The work is designed in such a way that names inside a light box seem to float below the surface of the water. They represent the many other fugitives who may have had the same age, the same name and whose bodies are in the same place at the bottom of the sea. On the 2nd of December 2013, I took part in a temporary art action initiated together with other artists, which took place in front of the European Parliament in Brussels, and from which I obtained the names of the victims.

 
 
 

 
 
 
 
 

 

How much is enough. (2018)

-six old wood money boxes, (mostly used in shops to stash away cash payment)   

(Shanxi province, China).  17 x 26 x 17,5 cm (6x)

-one self-made reproduction of the antique wooden box in metal (brass).  17 x 26 x 17,5 cm

Only one metal box, hanging among the others, represents in a metaphorical way the 1% of the population, to which half of the world's wealth belongs. This leads us to think about the actual world order.

The work deals with the uncertainty of human conditions connected to the acceleration of globalization, the legacies of colonial occupation throughout the world, and the control exercised by the private industry, which is causing global inequality. All those aspects lead to the question, why inequality is so difficult to overcome.

- - - - - - -

* [Task item] Rewrite the passage on the artworks starting with "(Shanxi province, China).  17" and going on through "difficult to overcome.", putting "disparity" in place of "inequality".

* [Data supplied]
- - - - - - -

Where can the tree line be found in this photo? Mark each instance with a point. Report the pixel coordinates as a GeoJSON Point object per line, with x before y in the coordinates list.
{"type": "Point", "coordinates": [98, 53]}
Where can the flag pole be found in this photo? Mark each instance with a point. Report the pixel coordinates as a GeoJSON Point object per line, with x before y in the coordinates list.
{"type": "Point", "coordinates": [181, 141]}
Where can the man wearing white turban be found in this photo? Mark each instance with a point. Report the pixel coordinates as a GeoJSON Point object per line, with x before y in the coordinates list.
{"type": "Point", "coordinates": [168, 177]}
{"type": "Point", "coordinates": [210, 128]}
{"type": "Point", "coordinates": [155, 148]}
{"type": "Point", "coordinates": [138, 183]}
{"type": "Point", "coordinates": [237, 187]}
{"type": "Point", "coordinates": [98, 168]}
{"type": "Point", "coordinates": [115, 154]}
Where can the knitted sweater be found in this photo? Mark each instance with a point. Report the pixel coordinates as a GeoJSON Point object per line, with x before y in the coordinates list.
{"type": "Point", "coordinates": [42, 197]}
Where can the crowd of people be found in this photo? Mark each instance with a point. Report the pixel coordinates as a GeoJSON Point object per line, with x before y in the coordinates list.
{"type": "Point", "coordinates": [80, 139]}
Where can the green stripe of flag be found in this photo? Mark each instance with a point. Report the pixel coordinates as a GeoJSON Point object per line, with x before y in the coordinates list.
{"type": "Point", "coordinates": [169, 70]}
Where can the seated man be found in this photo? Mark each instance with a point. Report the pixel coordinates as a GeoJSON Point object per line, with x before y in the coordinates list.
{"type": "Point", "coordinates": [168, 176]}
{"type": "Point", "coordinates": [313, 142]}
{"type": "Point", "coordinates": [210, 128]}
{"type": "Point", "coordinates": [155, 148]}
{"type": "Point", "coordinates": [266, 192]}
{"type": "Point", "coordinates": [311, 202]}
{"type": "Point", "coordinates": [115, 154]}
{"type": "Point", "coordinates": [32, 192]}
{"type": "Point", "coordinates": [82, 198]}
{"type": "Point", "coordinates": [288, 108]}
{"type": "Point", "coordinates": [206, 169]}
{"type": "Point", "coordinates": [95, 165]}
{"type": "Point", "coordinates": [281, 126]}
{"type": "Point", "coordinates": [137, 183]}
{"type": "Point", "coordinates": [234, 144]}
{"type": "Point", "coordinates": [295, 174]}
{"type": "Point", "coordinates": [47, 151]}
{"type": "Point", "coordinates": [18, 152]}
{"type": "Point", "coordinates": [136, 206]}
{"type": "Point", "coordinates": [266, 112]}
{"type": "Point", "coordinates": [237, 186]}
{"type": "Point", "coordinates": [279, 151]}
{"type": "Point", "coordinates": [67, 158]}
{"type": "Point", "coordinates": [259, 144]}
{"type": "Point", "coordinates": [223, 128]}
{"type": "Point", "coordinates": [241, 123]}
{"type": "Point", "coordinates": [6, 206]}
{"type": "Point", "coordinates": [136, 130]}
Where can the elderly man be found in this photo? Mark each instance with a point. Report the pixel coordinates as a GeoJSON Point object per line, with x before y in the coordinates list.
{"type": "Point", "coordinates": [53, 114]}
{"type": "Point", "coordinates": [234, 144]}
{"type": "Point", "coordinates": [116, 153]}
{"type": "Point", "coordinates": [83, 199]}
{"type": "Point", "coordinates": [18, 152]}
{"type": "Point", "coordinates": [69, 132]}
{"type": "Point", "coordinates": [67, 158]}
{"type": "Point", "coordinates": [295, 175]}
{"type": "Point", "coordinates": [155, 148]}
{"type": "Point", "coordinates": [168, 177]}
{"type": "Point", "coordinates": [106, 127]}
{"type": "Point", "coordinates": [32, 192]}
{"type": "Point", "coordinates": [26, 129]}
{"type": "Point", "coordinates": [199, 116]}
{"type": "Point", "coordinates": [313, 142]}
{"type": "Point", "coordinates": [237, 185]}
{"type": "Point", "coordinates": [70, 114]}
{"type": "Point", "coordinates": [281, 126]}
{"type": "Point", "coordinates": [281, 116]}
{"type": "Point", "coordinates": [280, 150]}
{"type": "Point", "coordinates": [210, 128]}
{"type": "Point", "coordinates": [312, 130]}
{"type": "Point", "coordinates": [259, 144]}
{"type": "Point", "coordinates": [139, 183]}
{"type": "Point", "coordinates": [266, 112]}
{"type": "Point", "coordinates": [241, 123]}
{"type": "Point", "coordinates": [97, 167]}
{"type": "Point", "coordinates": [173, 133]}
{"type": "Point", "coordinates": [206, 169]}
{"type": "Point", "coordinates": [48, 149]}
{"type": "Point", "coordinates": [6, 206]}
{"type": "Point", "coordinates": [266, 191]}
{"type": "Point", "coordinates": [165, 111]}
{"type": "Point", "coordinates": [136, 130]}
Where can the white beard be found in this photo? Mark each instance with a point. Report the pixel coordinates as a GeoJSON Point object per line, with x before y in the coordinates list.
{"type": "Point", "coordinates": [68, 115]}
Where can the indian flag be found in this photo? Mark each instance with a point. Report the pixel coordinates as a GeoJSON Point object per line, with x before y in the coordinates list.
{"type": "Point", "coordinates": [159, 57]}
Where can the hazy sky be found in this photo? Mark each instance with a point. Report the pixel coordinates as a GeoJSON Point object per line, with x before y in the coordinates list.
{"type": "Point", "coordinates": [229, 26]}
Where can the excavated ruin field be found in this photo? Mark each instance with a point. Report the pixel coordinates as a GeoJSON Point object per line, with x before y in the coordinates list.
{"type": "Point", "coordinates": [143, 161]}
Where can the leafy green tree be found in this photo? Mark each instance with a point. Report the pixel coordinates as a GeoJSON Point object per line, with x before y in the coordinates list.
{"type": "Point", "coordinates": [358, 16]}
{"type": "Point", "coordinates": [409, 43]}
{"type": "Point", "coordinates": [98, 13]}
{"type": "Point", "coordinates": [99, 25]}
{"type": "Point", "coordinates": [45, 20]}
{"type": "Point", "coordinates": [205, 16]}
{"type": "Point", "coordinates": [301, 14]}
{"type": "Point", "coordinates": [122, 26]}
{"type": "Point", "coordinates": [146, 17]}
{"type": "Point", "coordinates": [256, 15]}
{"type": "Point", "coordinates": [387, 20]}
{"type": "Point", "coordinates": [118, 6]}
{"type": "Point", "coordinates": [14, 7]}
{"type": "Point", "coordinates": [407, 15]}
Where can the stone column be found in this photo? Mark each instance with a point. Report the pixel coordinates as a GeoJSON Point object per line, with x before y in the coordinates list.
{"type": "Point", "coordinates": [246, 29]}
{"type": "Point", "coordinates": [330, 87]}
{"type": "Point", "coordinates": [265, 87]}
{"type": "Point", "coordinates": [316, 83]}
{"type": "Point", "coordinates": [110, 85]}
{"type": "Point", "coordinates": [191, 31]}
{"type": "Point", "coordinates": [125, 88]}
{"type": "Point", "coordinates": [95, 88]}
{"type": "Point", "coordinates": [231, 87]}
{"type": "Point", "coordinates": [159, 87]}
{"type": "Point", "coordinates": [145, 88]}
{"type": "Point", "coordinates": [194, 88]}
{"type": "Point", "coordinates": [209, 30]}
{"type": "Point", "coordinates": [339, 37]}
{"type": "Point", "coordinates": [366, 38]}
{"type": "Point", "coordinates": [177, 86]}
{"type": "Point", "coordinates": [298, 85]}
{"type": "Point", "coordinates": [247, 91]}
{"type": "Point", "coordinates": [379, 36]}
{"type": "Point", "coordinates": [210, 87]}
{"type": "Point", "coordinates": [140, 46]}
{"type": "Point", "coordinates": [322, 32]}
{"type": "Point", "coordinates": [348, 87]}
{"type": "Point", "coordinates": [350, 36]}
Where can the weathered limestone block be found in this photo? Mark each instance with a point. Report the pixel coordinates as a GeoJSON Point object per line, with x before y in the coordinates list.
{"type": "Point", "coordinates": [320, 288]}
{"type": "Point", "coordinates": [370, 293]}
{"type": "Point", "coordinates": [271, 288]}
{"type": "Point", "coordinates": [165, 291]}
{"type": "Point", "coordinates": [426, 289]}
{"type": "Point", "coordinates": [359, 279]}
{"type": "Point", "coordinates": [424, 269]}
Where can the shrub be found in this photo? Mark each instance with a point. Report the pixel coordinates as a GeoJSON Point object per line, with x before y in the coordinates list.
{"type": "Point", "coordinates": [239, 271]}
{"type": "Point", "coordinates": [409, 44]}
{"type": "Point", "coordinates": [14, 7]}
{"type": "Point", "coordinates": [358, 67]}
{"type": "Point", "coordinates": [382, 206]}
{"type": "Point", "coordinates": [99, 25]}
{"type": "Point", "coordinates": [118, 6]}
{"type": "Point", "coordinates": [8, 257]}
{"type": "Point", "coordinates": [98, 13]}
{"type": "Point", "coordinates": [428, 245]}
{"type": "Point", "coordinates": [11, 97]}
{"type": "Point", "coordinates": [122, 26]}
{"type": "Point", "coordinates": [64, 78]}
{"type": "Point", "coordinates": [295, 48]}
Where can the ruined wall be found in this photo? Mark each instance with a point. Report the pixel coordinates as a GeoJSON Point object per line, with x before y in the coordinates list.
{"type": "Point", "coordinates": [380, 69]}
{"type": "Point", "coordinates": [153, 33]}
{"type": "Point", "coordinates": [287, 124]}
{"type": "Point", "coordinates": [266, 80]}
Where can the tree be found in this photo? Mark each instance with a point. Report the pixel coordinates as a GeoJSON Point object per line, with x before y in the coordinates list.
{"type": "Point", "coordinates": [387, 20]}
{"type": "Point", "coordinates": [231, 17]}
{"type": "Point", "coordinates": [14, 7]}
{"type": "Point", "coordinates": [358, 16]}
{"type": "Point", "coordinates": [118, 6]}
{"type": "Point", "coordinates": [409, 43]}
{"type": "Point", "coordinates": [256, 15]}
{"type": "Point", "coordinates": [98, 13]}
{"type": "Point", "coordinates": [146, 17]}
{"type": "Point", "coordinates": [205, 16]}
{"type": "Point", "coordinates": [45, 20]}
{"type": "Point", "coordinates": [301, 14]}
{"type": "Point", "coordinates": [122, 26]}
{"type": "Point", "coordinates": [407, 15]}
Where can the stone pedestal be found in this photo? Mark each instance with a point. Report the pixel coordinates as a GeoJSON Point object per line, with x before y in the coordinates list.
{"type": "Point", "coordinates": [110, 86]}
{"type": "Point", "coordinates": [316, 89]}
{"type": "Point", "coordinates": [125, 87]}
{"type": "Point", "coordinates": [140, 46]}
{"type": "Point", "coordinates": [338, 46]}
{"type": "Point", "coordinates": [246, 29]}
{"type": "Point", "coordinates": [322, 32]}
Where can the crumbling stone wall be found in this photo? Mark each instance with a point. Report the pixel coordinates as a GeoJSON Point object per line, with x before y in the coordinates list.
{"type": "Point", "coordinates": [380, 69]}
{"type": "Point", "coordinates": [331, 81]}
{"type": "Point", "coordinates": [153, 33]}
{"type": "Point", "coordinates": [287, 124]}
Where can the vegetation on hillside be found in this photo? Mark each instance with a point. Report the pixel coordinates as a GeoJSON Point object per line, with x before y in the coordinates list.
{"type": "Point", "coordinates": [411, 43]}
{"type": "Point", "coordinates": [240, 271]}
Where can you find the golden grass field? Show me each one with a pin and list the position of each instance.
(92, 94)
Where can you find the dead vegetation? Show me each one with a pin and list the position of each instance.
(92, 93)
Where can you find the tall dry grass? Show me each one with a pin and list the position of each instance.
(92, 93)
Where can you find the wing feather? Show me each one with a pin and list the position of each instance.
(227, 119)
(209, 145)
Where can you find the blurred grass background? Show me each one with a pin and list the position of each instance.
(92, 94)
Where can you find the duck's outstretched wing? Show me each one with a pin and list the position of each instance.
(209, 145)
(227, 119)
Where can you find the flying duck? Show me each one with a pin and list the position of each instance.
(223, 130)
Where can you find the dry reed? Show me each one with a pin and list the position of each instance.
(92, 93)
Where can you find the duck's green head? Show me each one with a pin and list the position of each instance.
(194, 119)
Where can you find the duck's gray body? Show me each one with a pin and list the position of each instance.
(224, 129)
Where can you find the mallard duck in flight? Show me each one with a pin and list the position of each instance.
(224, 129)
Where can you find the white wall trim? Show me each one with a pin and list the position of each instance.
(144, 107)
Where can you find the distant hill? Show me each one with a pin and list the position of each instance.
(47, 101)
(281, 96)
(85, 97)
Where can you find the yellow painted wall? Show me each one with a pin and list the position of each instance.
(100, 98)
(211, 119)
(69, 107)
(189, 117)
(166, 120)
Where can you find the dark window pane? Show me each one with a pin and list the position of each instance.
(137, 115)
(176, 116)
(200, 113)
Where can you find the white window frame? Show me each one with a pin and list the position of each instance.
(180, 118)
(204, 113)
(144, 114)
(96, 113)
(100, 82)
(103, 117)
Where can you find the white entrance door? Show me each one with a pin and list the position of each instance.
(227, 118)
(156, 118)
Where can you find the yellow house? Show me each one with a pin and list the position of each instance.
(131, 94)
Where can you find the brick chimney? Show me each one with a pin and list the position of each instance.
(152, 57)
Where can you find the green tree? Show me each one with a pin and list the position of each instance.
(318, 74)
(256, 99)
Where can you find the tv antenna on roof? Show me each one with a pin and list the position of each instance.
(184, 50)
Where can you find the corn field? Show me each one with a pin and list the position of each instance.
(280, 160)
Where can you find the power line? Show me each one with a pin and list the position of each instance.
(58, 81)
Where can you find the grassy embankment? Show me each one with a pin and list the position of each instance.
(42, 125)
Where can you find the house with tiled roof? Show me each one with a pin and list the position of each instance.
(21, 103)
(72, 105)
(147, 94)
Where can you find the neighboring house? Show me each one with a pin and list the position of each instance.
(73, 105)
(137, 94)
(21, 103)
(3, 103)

- - - - - - -

* [Answer to this exercise]
(Shanxi province, China).  17 x 26 x 17,5 cm (6x)

-one self-made reproduction of the antique wooden box in metal (brass).  17 x 26 x 17,5 cm

Only one metal box, hanging among the others, represents in a metaphorical way the 1% of the population, to which half of the world's wealth belongs. This leads us to think about the actual world order.

The work deals with the uncertainty of human conditions connected to the acceleration of globalization, the legacies of colonial occupation throughout the world, and the control exercised by the private industry, which is causing global disparity. All those aspects lead to the question, why disparity is so difficult to overcome.